**Task material**

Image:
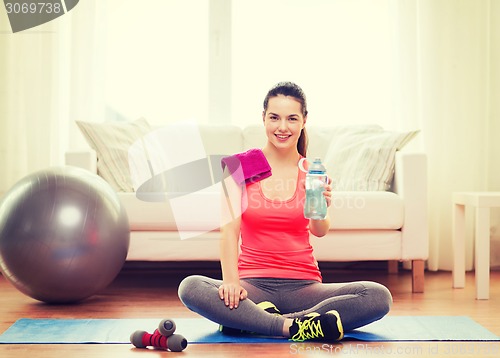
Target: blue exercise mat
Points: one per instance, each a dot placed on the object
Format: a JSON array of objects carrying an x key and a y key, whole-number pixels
[{"x": 199, "y": 330}]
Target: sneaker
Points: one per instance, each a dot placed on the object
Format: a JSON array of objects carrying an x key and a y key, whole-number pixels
[
  {"x": 316, "y": 327},
  {"x": 265, "y": 305}
]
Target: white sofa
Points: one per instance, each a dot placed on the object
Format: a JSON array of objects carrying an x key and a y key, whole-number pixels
[{"x": 366, "y": 225}]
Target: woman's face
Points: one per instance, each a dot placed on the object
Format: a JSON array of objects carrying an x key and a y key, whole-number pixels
[{"x": 283, "y": 121}]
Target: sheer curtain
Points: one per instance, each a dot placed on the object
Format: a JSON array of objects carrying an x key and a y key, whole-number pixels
[{"x": 457, "y": 77}]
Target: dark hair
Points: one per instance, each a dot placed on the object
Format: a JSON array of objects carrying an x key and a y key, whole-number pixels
[{"x": 293, "y": 90}]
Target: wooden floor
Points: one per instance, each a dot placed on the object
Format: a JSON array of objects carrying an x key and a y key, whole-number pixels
[{"x": 150, "y": 293}]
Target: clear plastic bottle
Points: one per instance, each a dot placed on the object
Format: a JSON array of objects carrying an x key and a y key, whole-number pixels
[{"x": 315, "y": 206}]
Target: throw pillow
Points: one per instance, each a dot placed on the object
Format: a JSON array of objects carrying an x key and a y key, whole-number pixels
[
  {"x": 364, "y": 160},
  {"x": 111, "y": 141}
]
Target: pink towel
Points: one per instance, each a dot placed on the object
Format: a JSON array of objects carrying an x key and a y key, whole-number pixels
[{"x": 247, "y": 167}]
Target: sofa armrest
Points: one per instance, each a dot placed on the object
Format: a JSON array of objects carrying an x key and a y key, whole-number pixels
[
  {"x": 82, "y": 159},
  {"x": 410, "y": 183}
]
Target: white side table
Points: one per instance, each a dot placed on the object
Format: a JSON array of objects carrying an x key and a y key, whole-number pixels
[{"x": 483, "y": 202}]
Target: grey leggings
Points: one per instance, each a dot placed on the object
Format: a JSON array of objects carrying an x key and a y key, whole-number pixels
[{"x": 358, "y": 303}]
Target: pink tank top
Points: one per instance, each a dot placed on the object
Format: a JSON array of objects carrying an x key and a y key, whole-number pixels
[{"x": 275, "y": 237}]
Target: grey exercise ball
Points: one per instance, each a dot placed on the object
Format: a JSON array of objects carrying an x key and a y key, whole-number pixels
[{"x": 64, "y": 235}]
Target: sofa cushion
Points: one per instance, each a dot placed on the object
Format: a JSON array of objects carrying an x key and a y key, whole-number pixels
[
  {"x": 366, "y": 210},
  {"x": 111, "y": 141}
]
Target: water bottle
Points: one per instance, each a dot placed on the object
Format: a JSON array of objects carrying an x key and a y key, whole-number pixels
[{"x": 316, "y": 178}]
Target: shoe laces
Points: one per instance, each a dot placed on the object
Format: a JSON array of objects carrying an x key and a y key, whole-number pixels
[{"x": 309, "y": 328}]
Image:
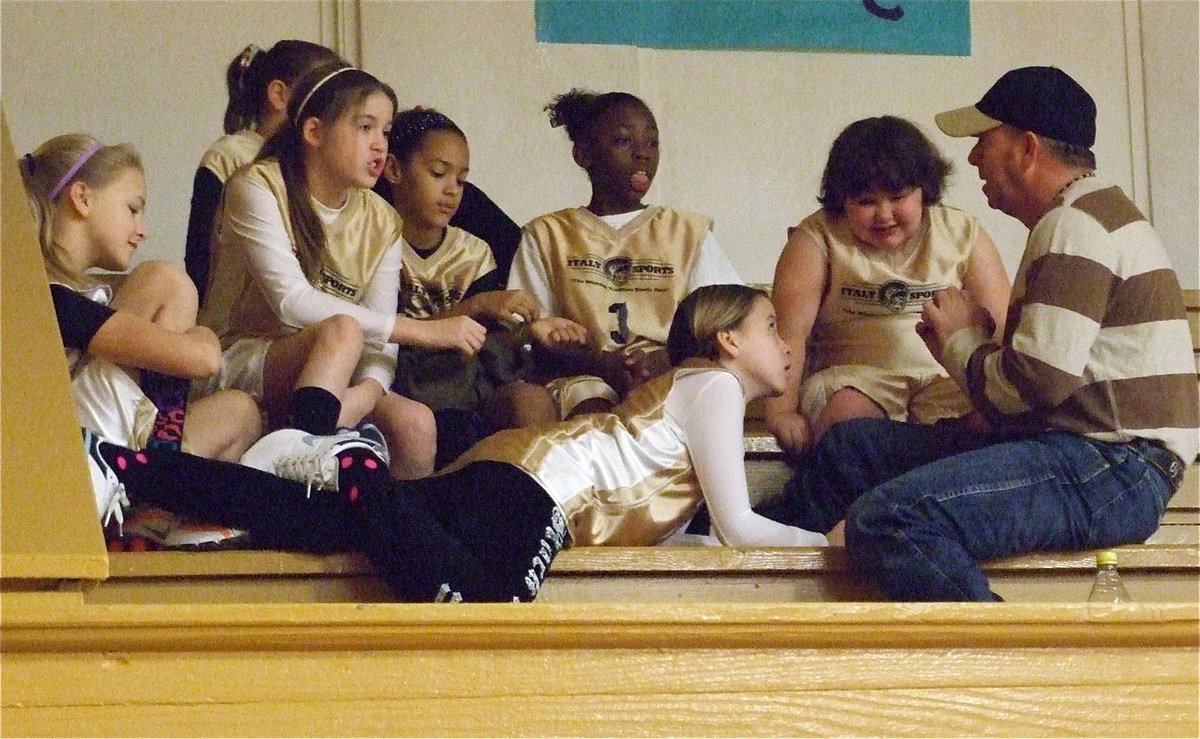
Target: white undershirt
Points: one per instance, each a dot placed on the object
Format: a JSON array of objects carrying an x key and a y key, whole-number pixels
[
  {"x": 709, "y": 408},
  {"x": 255, "y": 221}
]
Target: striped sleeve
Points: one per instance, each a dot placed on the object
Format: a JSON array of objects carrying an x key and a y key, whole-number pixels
[{"x": 1097, "y": 342}]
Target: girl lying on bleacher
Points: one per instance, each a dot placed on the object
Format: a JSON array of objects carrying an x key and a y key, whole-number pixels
[{"x": 489, "y": 528}]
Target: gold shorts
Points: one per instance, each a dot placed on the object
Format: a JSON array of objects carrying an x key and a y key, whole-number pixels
[{"x": 922, "y": 398}]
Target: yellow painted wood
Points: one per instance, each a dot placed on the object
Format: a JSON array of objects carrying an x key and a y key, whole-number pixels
[
  {"x": 49, "y": 526},
  {"x": 693, "y": 670}
]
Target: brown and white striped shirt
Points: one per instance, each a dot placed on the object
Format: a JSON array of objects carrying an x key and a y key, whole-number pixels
[{"x": 1097, "y": 342}]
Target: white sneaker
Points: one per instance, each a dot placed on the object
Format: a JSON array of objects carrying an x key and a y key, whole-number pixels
[
  {"x": 297, "y": 455},
  {"x": 109, "y": 492},
  {"x": 370, "y": 432}
]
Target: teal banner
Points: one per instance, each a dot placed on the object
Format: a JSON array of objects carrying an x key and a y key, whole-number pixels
[{"x": 898, "y": 26}]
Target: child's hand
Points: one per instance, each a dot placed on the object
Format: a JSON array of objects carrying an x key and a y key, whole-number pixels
[
  {"x": 555, "y": 331},
  {"x": 646, "y": 364},
  {"x": 791, "y": 430},
  {"x": 504, "y": 305},
  {"x": 949, "y": 311},
  {"x": 460, "y": 332}
]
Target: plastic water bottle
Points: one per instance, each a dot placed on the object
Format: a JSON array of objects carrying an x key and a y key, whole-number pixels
[{"x": 1108, "y": 587}]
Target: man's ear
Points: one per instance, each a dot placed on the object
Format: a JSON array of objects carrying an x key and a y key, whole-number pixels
[
  {"x": 582, "y": 156},
  {"x": 311, "y": 131},
  {"x": 727, "y": 343},
  {"x": 277, "y": 95}
]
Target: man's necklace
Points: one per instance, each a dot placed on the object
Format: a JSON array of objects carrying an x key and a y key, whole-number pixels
[{"x": 1083, "y": 175}]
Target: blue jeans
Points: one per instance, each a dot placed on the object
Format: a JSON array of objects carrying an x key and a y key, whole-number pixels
[{"x": 927, "y": 503}]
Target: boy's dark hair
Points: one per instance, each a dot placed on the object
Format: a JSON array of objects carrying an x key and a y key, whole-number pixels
[
  {"x": 252, "y": 70},
  {"x": 887, "y": 154},
  {"x": 408, "y": 132},
  {"x": 579, "y": 109}
]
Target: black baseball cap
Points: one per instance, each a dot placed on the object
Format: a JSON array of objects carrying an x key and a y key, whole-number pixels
[{"x": 1043, "y": 100}]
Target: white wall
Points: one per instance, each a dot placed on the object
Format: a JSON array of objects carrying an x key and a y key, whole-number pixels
[
  {"x": 149, "y": 72},
  {"x": 745, "y": 133}
]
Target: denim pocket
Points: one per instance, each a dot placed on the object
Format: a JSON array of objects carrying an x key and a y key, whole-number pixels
[{"x": 1126, "y": 498}]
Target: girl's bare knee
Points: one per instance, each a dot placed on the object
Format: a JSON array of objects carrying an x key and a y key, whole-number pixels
[{"x": 341, "y": 332}]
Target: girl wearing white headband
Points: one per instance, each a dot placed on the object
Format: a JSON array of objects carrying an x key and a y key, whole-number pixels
[
  {"x": 309, "y": 258},
  {"x": 259, "y": 83}
]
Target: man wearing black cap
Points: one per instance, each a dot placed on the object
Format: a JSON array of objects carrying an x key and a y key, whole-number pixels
[{"x": 1091, "y": 398}]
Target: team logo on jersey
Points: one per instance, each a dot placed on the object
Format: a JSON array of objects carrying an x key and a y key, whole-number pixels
[
  {"x": 889, "y": 298},
  {"x": 619, "y": 271},
  {"x": 336, "y": 284}
]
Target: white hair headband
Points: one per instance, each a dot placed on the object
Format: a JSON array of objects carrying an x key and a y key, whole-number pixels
[{"x": 315, "y": 88}]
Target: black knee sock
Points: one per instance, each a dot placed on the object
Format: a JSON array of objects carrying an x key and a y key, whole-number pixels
[
  {"x": 169, "y": 396},
  {"x": 316, "y": 410}
]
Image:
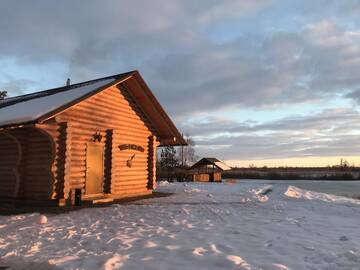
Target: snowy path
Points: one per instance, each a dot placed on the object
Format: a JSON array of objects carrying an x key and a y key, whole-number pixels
[{"x": 202, "y": 226}]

**What you will do**
The answer must consist of every line from the listing above that includes the word "knee".

**Finished task**
Target: girl's bare knee
Target: black knee sock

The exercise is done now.